PAGE:
September 19, 2012 | The Wall Street Journal

Black Gold And Black Veils

Women aren't allowed to drive, even to save their lives. Political parties are banned. Free speech doesn't exist.
September 19, 2012 | The Wall Street Journal

Black Gold And Black Veils

Women aren't allowed to drive, even to save their lives. Political parties are banned. Free speech doesn't exist.

Since the Sept. 11 attacks, the United States and other Western democracies have had good reason to learn more about the close relationship between the Saudi royal family and the kingdom's Salafist Muslim sect, the Wahhabis. As Karen Elliott House chronicles in “On Saudi Arabia,” the relationship shapes today's Saudi state and society in many disturbing ways. Ms. House tells us that the goal of her book is “to peel back the bindings of tradition and religion that wrap the Saudi mummy.” In this she succeeds brilliantly.

INFORMATION PROVIDED:
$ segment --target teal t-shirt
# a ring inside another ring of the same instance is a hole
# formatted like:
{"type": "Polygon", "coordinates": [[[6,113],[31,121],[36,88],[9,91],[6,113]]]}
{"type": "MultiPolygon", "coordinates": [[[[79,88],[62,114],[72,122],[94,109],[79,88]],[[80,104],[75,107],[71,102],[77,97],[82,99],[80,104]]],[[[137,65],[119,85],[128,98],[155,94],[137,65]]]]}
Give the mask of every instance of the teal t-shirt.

---

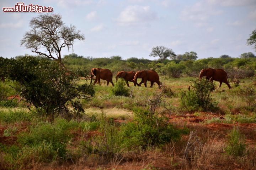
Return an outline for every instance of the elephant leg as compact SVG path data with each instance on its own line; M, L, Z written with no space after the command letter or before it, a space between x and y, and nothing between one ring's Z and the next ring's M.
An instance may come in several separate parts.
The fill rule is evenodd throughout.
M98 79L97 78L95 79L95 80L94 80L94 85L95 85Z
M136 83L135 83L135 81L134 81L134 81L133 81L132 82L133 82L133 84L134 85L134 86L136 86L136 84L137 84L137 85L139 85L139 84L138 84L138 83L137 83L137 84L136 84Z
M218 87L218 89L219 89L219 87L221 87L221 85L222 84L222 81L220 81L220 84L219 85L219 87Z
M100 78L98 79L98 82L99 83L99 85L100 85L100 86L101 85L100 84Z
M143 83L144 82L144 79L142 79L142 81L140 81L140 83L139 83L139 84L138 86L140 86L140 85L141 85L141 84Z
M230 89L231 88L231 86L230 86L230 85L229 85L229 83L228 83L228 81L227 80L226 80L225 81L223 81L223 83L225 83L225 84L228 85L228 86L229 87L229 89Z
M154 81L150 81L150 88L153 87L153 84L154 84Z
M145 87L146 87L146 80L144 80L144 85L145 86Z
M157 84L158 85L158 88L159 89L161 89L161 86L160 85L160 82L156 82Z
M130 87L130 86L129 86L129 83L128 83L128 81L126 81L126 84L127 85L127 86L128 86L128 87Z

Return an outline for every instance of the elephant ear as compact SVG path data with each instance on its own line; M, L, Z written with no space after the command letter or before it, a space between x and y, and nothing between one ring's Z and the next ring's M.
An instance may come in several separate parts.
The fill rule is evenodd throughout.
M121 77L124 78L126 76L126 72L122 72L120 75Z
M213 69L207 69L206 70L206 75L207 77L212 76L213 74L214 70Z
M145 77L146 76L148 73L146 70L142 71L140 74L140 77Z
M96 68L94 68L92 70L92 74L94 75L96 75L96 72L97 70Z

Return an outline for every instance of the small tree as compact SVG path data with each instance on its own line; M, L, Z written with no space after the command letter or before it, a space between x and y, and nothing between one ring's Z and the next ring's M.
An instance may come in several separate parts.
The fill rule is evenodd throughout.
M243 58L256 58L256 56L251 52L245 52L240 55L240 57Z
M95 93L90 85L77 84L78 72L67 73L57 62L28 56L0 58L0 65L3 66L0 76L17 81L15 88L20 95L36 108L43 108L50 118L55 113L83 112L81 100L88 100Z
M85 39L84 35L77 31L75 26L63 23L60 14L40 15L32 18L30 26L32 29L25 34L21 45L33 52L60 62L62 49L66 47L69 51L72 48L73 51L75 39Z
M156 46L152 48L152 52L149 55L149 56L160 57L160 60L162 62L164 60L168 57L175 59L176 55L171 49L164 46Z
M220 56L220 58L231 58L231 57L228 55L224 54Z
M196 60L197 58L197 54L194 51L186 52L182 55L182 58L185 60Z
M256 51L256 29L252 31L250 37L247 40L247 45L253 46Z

...

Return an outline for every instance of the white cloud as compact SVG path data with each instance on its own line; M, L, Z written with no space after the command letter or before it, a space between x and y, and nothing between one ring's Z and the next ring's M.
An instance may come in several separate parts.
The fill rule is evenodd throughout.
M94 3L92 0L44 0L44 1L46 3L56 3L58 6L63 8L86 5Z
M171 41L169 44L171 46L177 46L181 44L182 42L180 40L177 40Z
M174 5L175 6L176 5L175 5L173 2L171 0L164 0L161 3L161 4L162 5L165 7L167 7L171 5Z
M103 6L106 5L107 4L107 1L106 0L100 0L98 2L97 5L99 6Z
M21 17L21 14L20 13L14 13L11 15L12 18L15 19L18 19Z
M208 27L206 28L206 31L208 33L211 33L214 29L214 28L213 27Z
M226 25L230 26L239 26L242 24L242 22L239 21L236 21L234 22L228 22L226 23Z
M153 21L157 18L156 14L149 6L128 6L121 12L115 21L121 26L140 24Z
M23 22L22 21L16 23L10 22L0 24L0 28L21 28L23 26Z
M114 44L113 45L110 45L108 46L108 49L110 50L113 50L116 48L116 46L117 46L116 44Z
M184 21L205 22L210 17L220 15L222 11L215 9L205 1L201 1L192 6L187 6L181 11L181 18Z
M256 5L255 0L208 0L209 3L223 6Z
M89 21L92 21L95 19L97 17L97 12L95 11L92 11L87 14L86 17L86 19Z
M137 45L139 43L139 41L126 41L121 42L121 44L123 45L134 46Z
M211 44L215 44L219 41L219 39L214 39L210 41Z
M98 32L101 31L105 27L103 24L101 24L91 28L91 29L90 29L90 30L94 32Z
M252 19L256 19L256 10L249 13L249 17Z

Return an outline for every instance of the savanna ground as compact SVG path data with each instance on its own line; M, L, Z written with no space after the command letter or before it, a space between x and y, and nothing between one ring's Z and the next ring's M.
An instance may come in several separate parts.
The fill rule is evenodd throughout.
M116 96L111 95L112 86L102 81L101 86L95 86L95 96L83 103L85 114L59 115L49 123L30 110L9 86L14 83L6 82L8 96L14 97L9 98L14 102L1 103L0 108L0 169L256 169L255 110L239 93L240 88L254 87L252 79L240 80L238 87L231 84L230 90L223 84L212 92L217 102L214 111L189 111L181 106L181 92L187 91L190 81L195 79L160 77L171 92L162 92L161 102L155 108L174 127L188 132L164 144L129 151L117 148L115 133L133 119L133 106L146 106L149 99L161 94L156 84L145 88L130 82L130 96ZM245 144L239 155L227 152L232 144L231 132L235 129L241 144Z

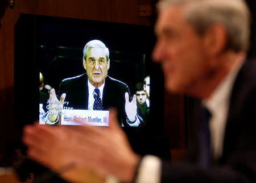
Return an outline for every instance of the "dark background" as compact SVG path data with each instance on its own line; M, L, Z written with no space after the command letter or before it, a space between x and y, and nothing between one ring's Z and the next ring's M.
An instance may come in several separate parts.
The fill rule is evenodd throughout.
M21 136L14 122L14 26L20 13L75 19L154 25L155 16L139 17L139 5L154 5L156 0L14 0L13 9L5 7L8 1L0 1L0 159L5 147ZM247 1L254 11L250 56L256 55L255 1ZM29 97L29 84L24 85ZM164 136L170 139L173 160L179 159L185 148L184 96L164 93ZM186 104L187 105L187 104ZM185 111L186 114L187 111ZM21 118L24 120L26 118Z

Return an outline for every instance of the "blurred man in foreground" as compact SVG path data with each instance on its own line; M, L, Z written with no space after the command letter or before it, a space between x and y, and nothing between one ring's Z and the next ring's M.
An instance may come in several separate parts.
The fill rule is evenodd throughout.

WHAT TO DO:
1/ Retype the passage of the book review above from "Since the Sept." up to and including "she succeeds brilliantly.".
2/ Using the book review above, say whether each statement agrees with it, and support each yes or no with the deciding words from the review, quoted exactly. (a) Political parties are banned. (b) The book's stated goal is to wrap the Saudi mummy more tightly in tradition and religion. (c) The reviewer finds that the author falls short of her goal.

EXPECTED RESULTS:
1/
Since the Sept. 11 attacks, the United States and other Western democracies have had good reason to learn more about the close relationship between the Saudi royal family and the kingdom's Salafist Muslim sect, the Wahhabis. As Karen Elliott House chronicles in “On Saudi Arabia,” the relationship shapes today's Saudi state and society in many disturbing ways. Ms. House tells us that the goal of her book is “to peel back the bindings of tradition and religion that wrap the Saudi mummy.” In this she succeeds brilliantly.

2/
(a) Yes: "Political parties are banned."
(b) No: "to peel back the bindings of tradition and religion that wrap the Saudi mummy."
(c) No: "In this she succeeds brilliantly."